TASK OBJECTIVE:
Pull out each line in the rows below that contains the string "query", and copy those lines in order.

(begin)

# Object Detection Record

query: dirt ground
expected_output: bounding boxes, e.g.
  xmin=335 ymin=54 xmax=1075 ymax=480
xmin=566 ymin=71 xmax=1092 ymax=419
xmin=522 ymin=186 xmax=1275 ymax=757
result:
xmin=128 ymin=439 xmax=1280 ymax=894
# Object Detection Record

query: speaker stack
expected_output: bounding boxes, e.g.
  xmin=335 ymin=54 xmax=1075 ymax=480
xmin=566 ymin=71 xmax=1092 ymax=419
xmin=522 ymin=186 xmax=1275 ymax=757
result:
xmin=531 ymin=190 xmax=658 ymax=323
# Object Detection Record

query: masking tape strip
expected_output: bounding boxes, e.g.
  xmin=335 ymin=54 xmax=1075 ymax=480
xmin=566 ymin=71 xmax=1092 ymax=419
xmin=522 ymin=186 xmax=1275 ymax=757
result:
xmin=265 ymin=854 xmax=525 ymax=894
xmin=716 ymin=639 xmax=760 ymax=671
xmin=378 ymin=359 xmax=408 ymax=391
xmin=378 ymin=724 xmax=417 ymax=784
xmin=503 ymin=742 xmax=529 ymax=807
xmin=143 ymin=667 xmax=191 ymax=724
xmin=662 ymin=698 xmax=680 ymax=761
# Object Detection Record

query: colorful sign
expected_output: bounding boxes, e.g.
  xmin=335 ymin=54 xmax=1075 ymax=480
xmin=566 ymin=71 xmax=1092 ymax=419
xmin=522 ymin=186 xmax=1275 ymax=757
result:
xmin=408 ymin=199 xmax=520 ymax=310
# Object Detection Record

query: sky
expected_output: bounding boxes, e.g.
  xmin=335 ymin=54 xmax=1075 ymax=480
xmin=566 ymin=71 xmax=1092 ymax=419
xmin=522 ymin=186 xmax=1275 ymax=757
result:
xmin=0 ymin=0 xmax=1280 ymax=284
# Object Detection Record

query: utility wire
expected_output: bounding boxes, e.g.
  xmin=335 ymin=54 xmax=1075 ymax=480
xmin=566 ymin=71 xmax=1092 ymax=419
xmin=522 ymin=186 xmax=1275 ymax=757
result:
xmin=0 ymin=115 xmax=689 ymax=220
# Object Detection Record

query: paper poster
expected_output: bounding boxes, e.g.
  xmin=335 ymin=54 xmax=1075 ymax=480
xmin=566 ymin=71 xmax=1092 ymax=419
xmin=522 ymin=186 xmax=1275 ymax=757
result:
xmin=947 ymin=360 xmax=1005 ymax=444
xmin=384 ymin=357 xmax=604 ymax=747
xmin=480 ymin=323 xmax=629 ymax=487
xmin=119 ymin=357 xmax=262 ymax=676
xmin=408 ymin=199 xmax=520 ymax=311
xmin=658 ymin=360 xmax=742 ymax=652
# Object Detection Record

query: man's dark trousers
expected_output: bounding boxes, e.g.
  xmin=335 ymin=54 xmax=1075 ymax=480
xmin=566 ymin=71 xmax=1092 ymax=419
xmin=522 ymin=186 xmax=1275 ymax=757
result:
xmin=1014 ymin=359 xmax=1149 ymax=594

(end)

THE REPLY:
query: dirt ground
query: speaker stack
query: masking tape strip
query: colorful sign
query: sky
query: utility wire
query: paper poster
query: man's dark trousers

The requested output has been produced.